Given information:
___

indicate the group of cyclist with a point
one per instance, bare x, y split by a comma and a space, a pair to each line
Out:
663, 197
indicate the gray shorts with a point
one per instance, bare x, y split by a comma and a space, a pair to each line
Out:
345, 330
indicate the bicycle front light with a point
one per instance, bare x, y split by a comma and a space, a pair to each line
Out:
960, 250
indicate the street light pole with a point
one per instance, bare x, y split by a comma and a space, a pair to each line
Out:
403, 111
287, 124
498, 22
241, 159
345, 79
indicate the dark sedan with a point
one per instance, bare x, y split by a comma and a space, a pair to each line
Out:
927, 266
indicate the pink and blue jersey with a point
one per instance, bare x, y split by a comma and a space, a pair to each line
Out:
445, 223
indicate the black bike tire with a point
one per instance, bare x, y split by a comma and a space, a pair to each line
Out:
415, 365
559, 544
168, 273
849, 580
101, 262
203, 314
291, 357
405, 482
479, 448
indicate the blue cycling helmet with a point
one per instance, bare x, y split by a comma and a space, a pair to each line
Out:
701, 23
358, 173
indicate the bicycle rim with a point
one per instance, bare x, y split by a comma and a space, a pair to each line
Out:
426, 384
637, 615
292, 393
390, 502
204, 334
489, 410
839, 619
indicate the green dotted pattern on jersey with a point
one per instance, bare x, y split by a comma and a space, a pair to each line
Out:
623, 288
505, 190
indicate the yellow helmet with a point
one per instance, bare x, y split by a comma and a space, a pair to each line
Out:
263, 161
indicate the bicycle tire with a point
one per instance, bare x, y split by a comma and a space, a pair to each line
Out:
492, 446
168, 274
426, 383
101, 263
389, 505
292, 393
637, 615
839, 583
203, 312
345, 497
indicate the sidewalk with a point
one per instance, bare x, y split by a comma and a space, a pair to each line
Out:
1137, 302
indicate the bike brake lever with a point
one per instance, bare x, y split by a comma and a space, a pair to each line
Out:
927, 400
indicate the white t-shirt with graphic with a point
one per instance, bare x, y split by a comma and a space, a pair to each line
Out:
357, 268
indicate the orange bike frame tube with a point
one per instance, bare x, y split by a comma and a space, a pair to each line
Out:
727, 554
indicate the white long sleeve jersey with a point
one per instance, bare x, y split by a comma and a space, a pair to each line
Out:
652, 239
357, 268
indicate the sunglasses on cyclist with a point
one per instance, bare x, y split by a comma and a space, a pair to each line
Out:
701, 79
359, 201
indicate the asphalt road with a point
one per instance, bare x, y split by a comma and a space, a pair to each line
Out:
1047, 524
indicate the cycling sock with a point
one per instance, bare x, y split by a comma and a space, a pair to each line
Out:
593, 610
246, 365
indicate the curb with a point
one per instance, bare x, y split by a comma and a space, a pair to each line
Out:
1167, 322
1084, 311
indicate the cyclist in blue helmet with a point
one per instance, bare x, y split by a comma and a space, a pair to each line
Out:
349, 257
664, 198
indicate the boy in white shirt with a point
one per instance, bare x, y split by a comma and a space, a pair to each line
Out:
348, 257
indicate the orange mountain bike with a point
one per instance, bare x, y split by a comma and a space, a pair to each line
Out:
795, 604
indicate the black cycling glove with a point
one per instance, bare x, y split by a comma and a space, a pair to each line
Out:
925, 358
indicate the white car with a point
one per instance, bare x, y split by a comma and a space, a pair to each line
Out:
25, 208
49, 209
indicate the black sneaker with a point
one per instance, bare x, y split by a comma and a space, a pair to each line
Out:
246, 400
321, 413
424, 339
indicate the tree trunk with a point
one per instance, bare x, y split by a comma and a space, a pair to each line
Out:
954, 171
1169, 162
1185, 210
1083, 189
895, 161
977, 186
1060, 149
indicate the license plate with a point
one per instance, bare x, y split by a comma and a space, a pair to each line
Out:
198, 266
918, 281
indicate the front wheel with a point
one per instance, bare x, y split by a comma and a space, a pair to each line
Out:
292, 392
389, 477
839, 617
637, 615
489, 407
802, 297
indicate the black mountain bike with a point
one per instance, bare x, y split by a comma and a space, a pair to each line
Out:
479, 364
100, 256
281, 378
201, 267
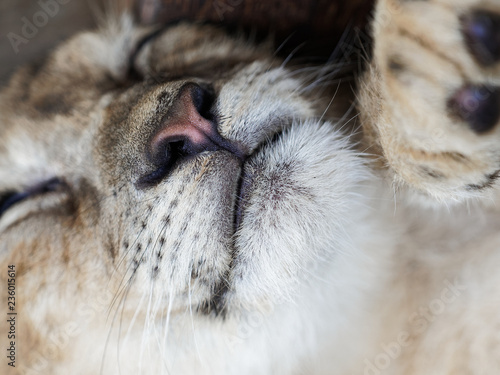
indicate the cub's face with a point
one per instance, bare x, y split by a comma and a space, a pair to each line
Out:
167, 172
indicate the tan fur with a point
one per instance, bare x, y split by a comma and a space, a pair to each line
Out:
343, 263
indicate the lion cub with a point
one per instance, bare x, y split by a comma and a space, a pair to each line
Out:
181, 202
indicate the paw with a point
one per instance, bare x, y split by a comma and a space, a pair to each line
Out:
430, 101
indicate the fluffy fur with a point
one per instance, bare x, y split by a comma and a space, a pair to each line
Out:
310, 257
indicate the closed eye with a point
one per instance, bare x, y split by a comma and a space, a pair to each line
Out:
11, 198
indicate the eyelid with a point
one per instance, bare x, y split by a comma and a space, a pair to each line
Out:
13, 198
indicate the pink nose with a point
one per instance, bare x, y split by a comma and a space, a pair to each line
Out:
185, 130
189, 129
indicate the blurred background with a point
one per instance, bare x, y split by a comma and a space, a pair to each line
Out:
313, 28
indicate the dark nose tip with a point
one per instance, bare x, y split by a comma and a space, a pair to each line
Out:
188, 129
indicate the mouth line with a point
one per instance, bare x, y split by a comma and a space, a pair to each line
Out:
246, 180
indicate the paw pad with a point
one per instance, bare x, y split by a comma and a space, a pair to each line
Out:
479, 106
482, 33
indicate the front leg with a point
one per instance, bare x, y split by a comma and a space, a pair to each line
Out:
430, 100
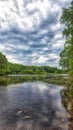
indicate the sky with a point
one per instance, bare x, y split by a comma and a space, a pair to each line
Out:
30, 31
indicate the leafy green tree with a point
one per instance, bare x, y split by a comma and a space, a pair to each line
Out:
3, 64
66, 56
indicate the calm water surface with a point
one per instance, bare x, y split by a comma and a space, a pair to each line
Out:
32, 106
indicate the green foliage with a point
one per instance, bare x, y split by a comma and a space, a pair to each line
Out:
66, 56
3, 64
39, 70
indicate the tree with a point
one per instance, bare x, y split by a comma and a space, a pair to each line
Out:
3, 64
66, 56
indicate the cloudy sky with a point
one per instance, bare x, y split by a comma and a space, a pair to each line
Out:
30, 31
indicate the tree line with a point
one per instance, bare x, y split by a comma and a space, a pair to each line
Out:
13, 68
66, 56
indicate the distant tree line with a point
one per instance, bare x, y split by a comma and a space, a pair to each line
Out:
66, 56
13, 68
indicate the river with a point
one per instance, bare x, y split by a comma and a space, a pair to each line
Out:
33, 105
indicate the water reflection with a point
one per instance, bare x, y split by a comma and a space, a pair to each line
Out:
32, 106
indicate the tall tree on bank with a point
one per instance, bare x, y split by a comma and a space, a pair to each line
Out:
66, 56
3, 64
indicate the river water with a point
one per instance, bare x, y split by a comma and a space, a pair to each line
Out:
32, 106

___

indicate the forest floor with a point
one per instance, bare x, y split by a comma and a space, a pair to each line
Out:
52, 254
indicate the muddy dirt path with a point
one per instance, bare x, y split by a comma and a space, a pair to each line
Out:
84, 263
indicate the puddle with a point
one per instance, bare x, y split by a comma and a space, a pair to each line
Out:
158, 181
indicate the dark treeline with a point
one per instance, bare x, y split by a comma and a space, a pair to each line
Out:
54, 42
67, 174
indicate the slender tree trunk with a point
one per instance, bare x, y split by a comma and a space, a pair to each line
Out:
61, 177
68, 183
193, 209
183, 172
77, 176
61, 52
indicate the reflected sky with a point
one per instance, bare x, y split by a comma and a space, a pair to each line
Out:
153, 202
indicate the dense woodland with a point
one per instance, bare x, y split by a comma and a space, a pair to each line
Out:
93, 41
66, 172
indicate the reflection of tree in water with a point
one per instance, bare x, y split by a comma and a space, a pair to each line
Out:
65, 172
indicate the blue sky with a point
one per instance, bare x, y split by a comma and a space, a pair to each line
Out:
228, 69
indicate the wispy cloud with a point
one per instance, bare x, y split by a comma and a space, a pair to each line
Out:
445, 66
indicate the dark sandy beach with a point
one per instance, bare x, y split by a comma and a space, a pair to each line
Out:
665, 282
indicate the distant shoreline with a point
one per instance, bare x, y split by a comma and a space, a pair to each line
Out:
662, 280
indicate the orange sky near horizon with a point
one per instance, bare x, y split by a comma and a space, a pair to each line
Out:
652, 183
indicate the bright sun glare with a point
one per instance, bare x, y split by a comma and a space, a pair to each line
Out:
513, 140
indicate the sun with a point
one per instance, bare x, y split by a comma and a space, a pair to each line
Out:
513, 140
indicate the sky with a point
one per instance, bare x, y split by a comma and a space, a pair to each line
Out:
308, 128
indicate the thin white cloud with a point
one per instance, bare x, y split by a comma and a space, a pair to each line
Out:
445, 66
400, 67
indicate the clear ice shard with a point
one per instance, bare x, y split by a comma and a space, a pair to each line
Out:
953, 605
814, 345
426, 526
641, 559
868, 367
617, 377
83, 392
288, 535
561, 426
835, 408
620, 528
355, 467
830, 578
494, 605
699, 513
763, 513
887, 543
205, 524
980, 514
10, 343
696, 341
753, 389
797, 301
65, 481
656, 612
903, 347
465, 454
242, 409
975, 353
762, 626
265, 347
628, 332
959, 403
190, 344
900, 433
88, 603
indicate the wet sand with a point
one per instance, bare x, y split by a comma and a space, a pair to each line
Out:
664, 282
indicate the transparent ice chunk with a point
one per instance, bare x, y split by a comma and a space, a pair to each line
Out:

___

What is being asked: The response must hold only the lines above from the line with "indicate the group of cyclist with a point" through the line with "indicate the street light pole with a point", each copied exactly, both ends kept.

Solution:
indicate the group of cyclist with a point
one per instance, bare x, y split by a comma and a space, a pair to each line
Out:
663, 197
indicate the gray shorts with a point
one per instance, bare x, y split by a comma and a space, a pair to each line
Out:
345, 330
indicate the bicycle front light with a point
one per instance, bare x, y split by a comma and a space, a pair to each line
Out:
960, 250
indicate the street light pole with a point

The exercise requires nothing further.